* [SHORT TASK]:
Pick out each line of the material below that contains the string "water", treating uppercase and lowercase letters as distinct.

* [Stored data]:
--

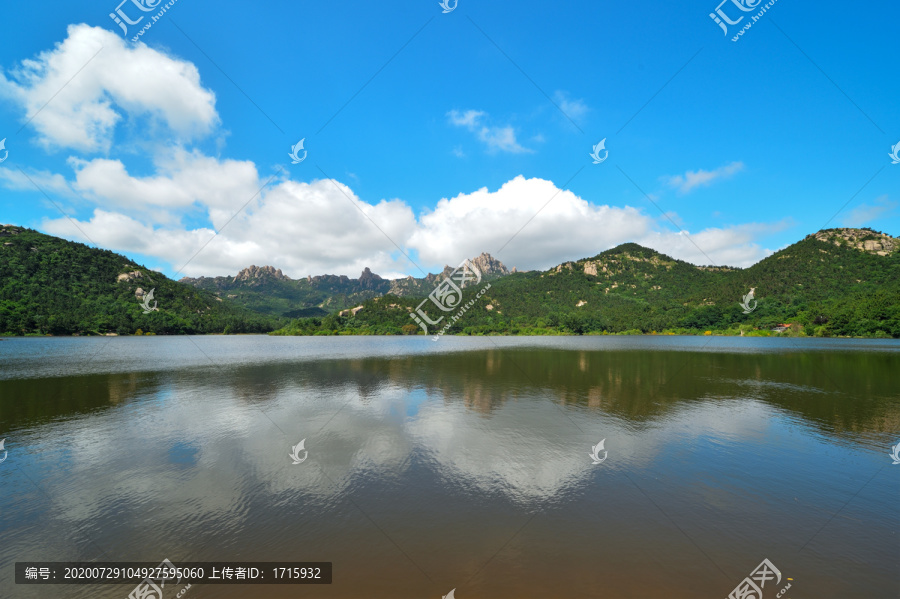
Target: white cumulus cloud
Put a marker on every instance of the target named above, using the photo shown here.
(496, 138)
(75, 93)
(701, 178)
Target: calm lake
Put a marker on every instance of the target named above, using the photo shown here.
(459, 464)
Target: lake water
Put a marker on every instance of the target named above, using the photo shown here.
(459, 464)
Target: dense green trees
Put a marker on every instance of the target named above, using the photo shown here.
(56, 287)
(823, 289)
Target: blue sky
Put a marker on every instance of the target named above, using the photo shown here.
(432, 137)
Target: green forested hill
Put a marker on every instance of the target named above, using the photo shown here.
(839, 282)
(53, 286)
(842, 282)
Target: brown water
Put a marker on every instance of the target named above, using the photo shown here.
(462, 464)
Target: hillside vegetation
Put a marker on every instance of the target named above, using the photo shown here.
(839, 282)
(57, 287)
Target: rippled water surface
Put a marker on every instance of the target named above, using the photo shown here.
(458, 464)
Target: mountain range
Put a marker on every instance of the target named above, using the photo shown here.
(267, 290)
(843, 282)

--

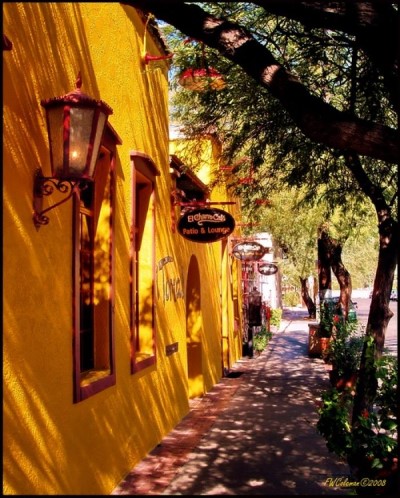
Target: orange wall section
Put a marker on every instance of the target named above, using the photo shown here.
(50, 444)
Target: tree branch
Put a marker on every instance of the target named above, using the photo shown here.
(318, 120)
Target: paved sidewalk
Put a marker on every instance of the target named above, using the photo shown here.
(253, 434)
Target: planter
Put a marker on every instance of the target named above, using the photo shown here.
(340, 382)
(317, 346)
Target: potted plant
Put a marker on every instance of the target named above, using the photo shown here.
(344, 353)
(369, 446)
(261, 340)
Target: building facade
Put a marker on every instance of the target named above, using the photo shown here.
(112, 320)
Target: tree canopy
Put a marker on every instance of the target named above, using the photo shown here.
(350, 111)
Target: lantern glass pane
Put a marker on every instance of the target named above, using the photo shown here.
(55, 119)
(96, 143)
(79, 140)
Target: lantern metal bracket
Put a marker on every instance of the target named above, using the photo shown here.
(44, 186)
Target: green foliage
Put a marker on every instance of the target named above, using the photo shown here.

--

* [WORKED ANSWER]:
Target: lake water
Target: brown water
Target: rippled water surface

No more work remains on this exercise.